■ Task goal ■
Rewrite the listing below with "gold" swapped for "brass" wherever it occurs, and leave all other text unchanged.

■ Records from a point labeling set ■

** start **

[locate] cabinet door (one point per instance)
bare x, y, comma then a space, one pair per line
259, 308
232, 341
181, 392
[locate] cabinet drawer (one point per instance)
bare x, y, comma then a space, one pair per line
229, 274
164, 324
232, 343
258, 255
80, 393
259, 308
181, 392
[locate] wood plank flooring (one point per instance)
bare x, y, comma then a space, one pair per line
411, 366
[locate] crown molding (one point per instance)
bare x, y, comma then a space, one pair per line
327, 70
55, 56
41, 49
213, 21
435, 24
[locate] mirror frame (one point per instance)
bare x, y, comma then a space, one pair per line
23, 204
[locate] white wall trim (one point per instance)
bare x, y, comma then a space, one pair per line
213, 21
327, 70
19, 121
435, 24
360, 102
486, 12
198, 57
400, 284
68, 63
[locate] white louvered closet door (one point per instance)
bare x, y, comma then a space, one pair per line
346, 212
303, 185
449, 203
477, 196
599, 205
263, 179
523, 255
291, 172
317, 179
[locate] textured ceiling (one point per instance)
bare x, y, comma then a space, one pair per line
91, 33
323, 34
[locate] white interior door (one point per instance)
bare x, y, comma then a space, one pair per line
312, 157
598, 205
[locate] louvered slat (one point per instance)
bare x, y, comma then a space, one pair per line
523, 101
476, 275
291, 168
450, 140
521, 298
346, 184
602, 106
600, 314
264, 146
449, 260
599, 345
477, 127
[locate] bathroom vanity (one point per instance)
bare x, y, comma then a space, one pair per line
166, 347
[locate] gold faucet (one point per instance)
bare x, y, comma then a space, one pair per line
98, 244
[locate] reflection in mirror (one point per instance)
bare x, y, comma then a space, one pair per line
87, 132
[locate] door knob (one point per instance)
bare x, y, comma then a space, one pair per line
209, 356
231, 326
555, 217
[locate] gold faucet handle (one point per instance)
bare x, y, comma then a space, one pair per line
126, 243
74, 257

** end **

■ Problem solution ■
[locate] cabinet door (one point per instance)
bare x, y, comma then a space, one pair per line
259, 308
232, 341
181, 392
[locate] cabinet drawer (one point per instance)
bare x, y, comma then a space, one pair per line
229, 274
164, 324
232, 343
258, 255
80, 393
259, 308
181, 392
[locate] wood plank flooring (one point per instance)
bare x, y, comma then a space, one pair per line
411, 366
[locate] crown molding (one point per instance)
bare x, y, comma then a space, one pair per line
327, 70
55, 56
41, 49
213, 21
435, 24
[locate] mirror frame (one point per instance)
bare x, y, comma then a space, one pair per line
23, 204
[locate] white wall trim (one point per instance)
bare x, y, comma then a space, one pair per line
213, 21
327, 70
19, 121
435, 24
360, 102
486, 12
198, 57
400, 284
68, 63
[locate] white louvered closet door (one point per instance)
bare x, y, comma then a space, one pair per line
346, 212
303, 185
449, 203
477, 196
599, 205
263, 179
523, 255
291, 172
317, 179
[locate] textured ceiling (one point per instance)
bare x, y, comma then a space, one pair per line
91, 33
323, 34
[locate] white interior door (one point per instance)
bare x, y, comma then a space, one pair per line
312, 157
598, 205
[locate] louvered slat (one point per instance)
bare x, y, comma then a space, one pair per line
523, 101
476, 275
291, 168
450, 140
521, 298
346, 184
602, 106
600, 314
264, 146
449, 260
599, 345
477, 127
[locate] bathroom vanity (one point per instance)
bare x, y, comma then a space, one pair per line
166, 347
[locate] brass faucet (one point per instance)
bare x, y, comma then a space, one pair per line
98, 244
[locate] reflection in mirror (one point per instance)
bare x, y, comma then a space, one pair per line
87, 132
[locate] door knob (one point per instance)
bare x, y, comma then a space, one pair per line
209, 356
231, 326
555, 217
[locate] brass faucet handle (one point per instance)
bare x, y, comma then a space, one pair per line
126, 243
74, 257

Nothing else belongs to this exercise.